*** Records provided

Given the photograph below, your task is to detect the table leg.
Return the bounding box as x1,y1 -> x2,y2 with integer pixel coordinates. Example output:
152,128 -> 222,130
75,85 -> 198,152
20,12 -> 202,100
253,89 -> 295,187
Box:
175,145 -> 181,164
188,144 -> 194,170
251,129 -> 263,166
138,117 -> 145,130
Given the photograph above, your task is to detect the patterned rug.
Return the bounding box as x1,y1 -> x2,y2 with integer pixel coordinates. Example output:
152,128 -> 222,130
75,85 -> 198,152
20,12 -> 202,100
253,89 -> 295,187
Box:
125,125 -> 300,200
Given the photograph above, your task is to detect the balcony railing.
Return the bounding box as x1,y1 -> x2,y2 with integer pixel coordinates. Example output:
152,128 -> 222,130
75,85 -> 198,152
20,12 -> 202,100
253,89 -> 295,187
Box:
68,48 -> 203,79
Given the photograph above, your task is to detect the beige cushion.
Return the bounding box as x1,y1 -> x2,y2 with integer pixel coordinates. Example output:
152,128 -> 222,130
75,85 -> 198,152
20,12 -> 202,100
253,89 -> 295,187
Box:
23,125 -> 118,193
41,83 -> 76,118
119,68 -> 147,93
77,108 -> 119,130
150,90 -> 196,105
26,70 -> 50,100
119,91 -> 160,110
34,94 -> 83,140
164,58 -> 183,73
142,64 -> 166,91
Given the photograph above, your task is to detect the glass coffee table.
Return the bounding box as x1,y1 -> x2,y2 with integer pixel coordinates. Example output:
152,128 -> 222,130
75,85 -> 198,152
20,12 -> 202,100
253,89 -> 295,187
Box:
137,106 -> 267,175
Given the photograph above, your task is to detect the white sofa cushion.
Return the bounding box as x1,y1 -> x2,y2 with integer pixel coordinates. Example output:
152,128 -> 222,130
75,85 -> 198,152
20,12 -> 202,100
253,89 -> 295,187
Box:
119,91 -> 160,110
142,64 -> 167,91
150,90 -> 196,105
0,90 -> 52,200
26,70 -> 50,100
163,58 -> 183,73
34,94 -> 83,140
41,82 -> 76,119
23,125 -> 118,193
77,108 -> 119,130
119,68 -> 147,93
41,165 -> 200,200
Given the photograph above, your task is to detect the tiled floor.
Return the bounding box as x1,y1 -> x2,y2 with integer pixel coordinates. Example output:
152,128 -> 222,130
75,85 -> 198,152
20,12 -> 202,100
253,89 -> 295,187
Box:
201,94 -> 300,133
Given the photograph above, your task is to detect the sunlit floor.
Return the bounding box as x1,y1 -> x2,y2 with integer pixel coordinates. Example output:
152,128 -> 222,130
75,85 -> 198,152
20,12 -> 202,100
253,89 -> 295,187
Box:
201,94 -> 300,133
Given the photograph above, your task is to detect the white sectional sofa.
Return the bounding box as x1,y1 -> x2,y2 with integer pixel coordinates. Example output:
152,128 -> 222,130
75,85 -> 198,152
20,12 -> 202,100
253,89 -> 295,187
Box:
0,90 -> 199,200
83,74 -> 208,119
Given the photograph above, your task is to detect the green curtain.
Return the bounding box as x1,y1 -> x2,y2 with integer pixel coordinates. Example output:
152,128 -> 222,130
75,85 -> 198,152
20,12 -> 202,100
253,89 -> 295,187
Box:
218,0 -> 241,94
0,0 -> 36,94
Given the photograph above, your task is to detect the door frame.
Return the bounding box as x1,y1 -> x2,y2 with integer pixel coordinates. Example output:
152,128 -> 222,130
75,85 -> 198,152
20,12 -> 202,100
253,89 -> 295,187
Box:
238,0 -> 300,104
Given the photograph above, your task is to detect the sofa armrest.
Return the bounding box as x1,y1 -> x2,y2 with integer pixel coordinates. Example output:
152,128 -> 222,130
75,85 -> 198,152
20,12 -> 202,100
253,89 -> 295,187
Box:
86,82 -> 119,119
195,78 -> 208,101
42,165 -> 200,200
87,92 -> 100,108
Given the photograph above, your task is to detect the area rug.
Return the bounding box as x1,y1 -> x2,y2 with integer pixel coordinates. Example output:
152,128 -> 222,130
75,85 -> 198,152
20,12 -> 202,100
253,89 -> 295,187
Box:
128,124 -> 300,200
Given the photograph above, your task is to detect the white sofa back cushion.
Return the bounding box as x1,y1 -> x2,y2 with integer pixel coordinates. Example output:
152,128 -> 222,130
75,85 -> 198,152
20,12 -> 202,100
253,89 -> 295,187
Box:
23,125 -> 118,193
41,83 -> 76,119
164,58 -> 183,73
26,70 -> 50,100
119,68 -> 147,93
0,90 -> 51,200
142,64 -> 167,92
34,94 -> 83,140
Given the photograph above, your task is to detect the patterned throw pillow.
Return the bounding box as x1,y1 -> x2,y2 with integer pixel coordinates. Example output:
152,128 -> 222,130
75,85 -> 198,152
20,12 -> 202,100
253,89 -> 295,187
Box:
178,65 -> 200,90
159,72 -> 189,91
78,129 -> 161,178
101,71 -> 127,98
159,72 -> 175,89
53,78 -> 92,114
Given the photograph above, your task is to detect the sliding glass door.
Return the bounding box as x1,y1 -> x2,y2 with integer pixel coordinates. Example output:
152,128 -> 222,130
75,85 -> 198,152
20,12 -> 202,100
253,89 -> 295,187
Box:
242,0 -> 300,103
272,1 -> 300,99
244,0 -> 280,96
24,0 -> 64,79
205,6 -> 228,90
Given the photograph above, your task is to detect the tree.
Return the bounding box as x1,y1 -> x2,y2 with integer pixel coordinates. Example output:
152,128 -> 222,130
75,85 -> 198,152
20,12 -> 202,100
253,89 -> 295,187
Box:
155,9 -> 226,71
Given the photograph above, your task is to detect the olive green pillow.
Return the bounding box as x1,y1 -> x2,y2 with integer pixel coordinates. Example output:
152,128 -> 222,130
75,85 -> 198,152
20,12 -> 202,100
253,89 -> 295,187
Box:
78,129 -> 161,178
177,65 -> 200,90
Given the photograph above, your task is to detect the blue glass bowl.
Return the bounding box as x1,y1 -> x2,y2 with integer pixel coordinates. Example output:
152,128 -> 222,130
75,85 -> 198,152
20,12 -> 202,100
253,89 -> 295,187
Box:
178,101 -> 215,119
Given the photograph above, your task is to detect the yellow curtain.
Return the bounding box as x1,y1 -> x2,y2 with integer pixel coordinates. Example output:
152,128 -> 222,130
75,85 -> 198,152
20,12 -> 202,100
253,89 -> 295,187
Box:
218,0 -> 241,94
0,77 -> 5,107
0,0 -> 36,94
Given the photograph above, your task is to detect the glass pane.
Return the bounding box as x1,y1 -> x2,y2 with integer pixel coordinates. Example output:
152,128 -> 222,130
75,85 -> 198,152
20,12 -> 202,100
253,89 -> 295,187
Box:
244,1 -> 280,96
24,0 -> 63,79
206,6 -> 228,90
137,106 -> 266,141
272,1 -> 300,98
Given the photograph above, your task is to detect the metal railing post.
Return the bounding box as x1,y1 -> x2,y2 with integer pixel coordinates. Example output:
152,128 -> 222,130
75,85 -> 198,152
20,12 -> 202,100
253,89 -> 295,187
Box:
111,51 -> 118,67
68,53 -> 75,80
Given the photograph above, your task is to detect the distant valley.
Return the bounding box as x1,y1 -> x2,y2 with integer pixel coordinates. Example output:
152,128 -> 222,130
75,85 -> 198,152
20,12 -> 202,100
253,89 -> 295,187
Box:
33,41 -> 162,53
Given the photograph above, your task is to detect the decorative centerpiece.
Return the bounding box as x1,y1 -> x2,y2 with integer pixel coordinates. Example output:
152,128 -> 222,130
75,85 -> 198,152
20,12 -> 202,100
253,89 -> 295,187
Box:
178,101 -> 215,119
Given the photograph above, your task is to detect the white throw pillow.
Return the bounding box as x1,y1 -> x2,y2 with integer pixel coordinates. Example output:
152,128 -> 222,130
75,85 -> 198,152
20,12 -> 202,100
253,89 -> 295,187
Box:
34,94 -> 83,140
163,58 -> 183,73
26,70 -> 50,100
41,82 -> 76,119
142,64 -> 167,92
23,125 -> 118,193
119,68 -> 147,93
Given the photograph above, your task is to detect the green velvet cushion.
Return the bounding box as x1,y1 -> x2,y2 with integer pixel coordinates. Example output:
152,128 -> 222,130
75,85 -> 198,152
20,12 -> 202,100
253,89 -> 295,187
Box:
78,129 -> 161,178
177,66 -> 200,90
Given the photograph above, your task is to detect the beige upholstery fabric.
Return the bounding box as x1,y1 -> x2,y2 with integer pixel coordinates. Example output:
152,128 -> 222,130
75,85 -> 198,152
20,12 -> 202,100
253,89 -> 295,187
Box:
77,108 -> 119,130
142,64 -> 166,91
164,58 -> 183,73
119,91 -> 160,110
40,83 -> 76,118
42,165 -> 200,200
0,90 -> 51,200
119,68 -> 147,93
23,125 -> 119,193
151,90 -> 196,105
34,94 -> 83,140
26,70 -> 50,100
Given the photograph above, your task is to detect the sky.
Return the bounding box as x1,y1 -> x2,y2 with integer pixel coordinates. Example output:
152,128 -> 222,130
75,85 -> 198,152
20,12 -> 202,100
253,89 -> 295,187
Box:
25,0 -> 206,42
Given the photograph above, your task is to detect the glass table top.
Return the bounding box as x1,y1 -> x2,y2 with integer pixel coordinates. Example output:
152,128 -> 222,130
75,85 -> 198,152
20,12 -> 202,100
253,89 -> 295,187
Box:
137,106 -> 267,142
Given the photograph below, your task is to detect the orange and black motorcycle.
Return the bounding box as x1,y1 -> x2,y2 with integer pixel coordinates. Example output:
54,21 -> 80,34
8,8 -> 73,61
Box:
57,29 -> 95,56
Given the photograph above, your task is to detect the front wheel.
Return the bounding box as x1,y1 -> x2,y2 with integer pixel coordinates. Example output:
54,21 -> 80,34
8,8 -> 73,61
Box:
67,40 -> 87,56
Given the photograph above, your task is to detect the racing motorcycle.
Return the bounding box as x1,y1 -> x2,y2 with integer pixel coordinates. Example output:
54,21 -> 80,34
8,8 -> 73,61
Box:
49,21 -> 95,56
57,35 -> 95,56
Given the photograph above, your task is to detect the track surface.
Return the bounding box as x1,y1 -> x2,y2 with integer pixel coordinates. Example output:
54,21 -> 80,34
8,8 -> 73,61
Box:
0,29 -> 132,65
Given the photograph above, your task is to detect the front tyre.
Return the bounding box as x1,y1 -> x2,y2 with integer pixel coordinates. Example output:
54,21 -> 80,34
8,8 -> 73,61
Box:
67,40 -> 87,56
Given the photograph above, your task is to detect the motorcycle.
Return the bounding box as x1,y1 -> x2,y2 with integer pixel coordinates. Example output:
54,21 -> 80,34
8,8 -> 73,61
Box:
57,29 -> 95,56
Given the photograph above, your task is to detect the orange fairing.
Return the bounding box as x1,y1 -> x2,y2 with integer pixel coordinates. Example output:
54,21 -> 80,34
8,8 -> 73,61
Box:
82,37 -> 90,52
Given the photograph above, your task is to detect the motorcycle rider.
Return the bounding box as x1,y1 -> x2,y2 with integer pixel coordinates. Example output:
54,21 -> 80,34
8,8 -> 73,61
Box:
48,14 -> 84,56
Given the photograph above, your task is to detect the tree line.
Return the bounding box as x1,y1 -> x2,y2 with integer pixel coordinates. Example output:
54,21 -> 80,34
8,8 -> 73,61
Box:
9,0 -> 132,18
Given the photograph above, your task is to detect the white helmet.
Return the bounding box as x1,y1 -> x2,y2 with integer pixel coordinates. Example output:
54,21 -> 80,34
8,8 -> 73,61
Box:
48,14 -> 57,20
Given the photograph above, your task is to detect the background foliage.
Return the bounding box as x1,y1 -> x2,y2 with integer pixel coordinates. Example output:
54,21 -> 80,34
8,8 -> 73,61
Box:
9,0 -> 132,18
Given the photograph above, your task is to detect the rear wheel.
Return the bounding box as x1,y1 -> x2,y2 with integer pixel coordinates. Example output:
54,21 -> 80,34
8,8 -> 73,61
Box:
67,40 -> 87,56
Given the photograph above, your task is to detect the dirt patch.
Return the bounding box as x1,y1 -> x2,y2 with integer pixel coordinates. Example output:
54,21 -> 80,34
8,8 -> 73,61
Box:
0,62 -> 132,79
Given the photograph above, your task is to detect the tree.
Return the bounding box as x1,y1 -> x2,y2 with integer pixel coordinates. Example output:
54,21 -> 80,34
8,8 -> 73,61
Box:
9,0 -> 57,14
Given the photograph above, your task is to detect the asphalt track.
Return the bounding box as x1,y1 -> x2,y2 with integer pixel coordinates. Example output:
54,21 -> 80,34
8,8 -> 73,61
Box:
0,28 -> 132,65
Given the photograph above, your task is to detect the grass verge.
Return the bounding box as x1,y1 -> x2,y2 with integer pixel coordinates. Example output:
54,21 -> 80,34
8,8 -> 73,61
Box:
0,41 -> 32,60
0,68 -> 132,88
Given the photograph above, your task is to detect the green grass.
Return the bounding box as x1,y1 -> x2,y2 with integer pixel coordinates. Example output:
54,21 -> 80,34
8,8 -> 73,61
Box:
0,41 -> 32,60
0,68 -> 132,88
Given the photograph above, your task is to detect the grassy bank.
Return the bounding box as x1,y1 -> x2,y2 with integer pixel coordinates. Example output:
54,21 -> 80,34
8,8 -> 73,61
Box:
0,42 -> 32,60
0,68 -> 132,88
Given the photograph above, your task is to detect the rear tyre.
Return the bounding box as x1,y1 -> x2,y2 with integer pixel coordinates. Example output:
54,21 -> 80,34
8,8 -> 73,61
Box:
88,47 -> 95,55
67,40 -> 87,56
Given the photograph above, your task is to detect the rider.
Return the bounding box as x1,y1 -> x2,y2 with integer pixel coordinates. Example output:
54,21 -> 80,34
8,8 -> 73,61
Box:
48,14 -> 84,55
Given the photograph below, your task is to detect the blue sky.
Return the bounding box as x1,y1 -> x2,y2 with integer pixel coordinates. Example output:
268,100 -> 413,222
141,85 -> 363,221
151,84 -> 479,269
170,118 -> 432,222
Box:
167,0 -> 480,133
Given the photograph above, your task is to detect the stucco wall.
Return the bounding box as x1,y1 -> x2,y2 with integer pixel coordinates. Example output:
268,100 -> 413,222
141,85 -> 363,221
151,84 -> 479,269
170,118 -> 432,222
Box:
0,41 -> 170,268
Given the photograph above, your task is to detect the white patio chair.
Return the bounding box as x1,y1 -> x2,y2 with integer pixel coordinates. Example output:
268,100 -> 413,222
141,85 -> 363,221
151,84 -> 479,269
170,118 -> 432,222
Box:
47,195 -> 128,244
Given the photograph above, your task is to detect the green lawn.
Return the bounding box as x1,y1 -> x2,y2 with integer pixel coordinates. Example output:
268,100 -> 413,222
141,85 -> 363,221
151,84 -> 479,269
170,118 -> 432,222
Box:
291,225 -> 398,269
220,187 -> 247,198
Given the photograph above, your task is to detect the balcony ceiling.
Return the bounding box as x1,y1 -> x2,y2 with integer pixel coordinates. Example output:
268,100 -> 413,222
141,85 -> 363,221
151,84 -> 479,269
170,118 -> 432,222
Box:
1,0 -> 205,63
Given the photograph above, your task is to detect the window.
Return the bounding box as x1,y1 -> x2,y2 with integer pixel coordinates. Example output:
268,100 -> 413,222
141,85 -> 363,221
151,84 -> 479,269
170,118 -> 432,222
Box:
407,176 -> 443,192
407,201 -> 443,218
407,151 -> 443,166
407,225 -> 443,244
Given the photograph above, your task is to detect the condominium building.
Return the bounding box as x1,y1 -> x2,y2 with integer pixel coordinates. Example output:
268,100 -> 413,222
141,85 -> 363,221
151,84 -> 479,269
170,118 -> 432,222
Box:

******

Directions for this task: Could you print the lines from the one containing "the patterned rug." through the one containing "137,106 -> 267,175", inclusive, reproducing each line character for character?

Complete answer:
Given the photograph above, your task is to detect the patterned rug.
Return the bounding box as x1,y1 -> x2,y2 with integer pixel coordinates. Example output:
152,128 -> 222,130
75,85 -> 198,152
20,12 -> 202,100
253,89 -> 295,187
Box:
125,125 -> 300,200
Given the photograph above, your task is to detect the balcony railing.
Return the bounding box as x1,y1 -> x2,y2 with integer pixel coordinates. Example output:
152,128 -> 222,130
75,85 -> 198,152
20,12 -> 202,100
253,89 -> 295,187
Box:
68,48 -> 203,79
Given the photograph above, your task is to detect the beige cushion.
Return the bounding box as x1,y1 -> x2,y2 with integer pixel coordinates. Example output:
152,128 -> 222,130
75,85 -> 198,152
20,12 -> 202,100
253,89 -> 295,187
Box:
23,125 -> 118,193
41,83 -> 76,118
119,68 -> 147,93
77,108 -> 119,130
150,90 -> 196,105
26,70 -> 50,100
119,91 -> 160,110
34,94 -> 83,140
164,58 -> 183,73
142,64 -> 166,91
Given the photograph above, your task is to detect the glass coffee table.
Return the bounding box as x1,y1 -> x2,y2 with integer pixel coordinates. Example output:
152,128 -> 222,130
75,85 -> 198,152
20,12 -> 202,100
253,89 -> 295,187
Box:
137,106 -> 267,175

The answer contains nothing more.